— Available records —
== Segment start ==

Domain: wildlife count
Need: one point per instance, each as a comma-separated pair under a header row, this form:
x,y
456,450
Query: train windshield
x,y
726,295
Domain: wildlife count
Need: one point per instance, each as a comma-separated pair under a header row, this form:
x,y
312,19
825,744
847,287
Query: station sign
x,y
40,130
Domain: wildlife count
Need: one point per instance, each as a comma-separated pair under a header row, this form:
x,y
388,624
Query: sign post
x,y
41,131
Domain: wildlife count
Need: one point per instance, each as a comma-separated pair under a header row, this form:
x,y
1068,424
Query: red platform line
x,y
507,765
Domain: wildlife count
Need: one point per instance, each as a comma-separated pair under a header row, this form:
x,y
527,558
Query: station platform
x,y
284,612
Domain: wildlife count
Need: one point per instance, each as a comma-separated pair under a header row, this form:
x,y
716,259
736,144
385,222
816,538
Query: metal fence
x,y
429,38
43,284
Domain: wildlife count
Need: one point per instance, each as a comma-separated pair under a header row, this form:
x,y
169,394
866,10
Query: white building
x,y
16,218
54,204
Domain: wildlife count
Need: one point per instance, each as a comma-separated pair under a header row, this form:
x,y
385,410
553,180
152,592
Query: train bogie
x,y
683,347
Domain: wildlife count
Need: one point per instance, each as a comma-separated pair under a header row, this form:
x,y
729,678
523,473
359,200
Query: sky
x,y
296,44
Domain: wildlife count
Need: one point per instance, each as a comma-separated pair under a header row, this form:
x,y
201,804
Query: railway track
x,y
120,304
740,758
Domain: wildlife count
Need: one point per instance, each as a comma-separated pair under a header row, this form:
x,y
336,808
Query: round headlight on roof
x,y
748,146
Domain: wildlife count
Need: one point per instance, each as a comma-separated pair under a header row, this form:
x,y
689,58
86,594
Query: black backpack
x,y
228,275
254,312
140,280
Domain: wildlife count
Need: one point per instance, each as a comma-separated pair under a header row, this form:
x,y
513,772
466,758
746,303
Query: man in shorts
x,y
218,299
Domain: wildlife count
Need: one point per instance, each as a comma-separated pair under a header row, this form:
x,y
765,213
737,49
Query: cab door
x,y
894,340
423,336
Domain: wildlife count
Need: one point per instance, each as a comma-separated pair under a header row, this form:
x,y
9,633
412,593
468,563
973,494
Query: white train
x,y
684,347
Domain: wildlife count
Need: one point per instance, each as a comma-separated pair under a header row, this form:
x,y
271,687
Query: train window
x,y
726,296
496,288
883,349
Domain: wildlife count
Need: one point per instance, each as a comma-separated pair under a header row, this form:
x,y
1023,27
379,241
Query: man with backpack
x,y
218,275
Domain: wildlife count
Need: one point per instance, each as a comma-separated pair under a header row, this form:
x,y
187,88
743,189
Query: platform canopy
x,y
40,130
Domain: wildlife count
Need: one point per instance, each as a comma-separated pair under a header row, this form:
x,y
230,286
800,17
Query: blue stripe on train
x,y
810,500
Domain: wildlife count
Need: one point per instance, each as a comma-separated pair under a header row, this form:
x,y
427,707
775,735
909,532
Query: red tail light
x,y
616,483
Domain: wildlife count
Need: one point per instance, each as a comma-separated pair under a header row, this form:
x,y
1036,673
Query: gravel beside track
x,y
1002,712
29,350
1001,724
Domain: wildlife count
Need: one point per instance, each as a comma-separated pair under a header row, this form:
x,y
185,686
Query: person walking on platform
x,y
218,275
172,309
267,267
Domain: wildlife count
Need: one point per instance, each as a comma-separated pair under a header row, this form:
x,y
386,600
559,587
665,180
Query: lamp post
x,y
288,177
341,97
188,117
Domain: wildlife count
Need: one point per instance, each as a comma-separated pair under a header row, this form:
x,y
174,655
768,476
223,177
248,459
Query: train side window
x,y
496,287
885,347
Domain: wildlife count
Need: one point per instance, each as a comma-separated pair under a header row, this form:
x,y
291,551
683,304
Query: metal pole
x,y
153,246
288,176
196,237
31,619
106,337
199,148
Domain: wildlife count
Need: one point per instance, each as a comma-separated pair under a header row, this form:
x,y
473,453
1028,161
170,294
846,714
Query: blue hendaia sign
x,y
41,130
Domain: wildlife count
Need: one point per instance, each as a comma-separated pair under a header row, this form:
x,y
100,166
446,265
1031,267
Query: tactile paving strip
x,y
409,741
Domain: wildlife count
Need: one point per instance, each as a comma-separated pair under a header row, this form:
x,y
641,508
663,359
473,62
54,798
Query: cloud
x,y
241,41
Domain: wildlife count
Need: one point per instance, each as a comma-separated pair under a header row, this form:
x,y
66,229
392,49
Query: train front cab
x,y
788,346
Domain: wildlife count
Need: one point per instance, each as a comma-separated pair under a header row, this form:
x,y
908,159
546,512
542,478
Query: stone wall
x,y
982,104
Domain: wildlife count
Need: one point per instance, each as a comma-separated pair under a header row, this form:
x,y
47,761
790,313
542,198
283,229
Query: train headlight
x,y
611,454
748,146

== Segment end ==

— What you have to do —
The answer must be a verbatim transcription of all the entries.

— Final answer —
Domain: wildlife count
Need: one point per instance, each as a comma-separated pair under a header row, this form:
x,y
456,450
Query: train windshield
x,y
726,295
Domain: wildlife count
Need: one point per instance, each as a comma-separated pair under a header row, this form:
x,y
312,19
825,744
847,287
Query: station sign
x,y
40,130
Domain: wildlife count
Need: one point per instance, each as a comma-separated pair under a header row, this form:
x,y
388,624
Query: sign post
x,y
41,131
Domain: wildlife count
Need: one point per instance, each as a comma-separated pair under a header row, this form:
x,y
1068,424
Query: red platform line
x,y
507,765
Domain: wildlife count
Need: one point per instance, each as a comma-separated pair under a header row, this form:
x,y
527,558
Query: station platform
x,y
284,612
Domain: wildlife count
Need: one point per instance, each as a comma-separated pair under a header row, this form:
x,y
716,259
736,144
385,222
816,538
Query: metal fence
x,y
429,38
43,284
Domain: wildlife count
Need: one point per instance, each as a comma-separated pair under a header row, this form:
x,y
169,394
866,10
Query: white building
x,y
16,218
54,204
Domain: wildlife count
Need: one point per instance, each as a comma-separated pair under a header row, this form:
x,y
385,410
553,180
152,592
Query: train bogie
x,y
683,347
Domain: wildlife count
Need: one point per instance, each as a comma-separated pair under a header row, this form:
x,y
729,678
523,473
359,200
Query: sky
x,y
296,44
Domain: wildlife count
Need: one point per instance, each as a comma-separated pair under a header row, this form:
x,y
201,804
Query: railway track
x,y
120,304
740,758
Domain: wildlife count
Need: one point per instance, each as a comma-separated pair under a header row, this form:
x,y
336,808
Query: round headlight on roof
x,y
748,146
Domain: wildlife count
Need: one point per instance, each as a comma-separated pair under a header row, this form:
x,y
689,58
86,594
Query: black backpack
x,y
228,275
254,312
140,280
Domain: wildlife count
Need: one point per instance, each as a comma-separated pair under a header row, this form:
x,y
513,772
466,758
746,303
Query: man in shorts
x,y
218,299
Domain: wildlife count
Need: one point per instance, each as a comma-separated pair under a header row, this form:
x,y
765,213
737,49
Query: cab door
x,y
894,340
423,336
Domain: wildlife count
Need: one point per instance, each as a comma-separated pair under a header row, this form:
x,y
9,633
412,593
468,563
973,494
Query: white train
x,y
684,347
Domain: wildlife count
Need: one point per instance, each as a comma-separated pair under a header row, this form:
x,y
271,687
Query: train window
x,y
726,296
496,288
883,349
Domain: wildlife count
Need: one point per instance, each as a comma-separated pair under a header row, this form:
x,y
1023,27
379,241
Query: man with backpack
x,y
218,275
Domain: wildlife count
Need: one point per instance, each as a comma-separated pair under a header row, this form:
x,y
187,88
743,189
Query: platform canopy
x,y
40,130
Domain: wildlife count
Need: one point per instance, each as a comma-separated pair under a header row, this form:
x,y
230,286
800,17
Query: blue stripe on train
x,y
810,500
Domain: wildlife count
Need: one point per instance, each as a comma-separated pair under a header row, this form:
x,y
427,707
775,735
909,532
Query: red tail light
x,y
616,483
Domain: wildlife count
Need: one point per instance, each as a comma-separated pair under a header row, this form:
x,y
1036,673
Query: gravel beside track
x,y
1002,712
29,350
1001,724
Domain: wildlife count
Need: one point per instance, each as a comma-separated pair under a header row, this form:
x,y
185,686
Query: person walking on platform
x,y
218,275
172,309
267,267
Domain: wildlife count
Need: one point per instance, each as a comma-separated pair under a header row, this form:
x,y
386,600
559,587
665,180
Query: lamp post
x,y
288,177
341,97
188,117
Domain: wildlife count
Need: one point per instance, each as a comma-separated pair under a header row, this form:
x,y
174,655
768,476
223,177
248,459
Query: train side window
x,y
496,287
885,347
Domain: wildlife count
Need: one point per instance, each as a comma-separated pair under a header row, this form:
x,y
291,551
683,304
Query: metal pole
x,y
153,246
288,176
196,237
31,619
106,337
199,148
Domain: wildlife count
Need: one point per instance, each as a comma-separated pair under a header row, this form:
x,y
473,453
1028,161
170,294
846,714
Query: blue hendaia sign
x,y
41,130
Domain: wildlife count
Need: one point per instance, each as a comma-separated pair under a header row, this form:
x,y
100,166
446,265
1031,267
Query: tactile paving strip
x,y
409,741
Domain: wildlife count
Need: one point per instance, each as a comma-separated pair under a header row, this form:
x,y
641,508
663,359
473,62
54,798
Query: cloud
x,y
241,41
Domain: wildlife count
Need: one point per instance, each as a comma-separated pair under a header row, this form:
x,y
66,229
392,49
Query: train front cab
x,y
788,346
Domain: wildlife count
Need: one point per instance, each as a comma-separated pair under a header row, this form:
x,y
908,159
546,512
542,478
Query: stone wall
x,y
982,104
Domain: wildlife count
Need: one point per instance, each as a comma-separated pair under a header row, this form:
x,y
47,761
790,313
542,198
283,229
Query: train headlight
x,y
611,454
748,146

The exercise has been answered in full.